STORED DATA:
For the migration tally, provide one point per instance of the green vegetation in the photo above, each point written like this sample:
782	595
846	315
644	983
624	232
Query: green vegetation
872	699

REQUIRED WORK: All entries above are to be copied exactly, with none left out.

ANSWER BOX:
For the migration tally, provide one point per instance of the green vegetation in the photo above, each point written like this sample:
782	595
846	315
644	983
624	232
Query: green vegetation
872	699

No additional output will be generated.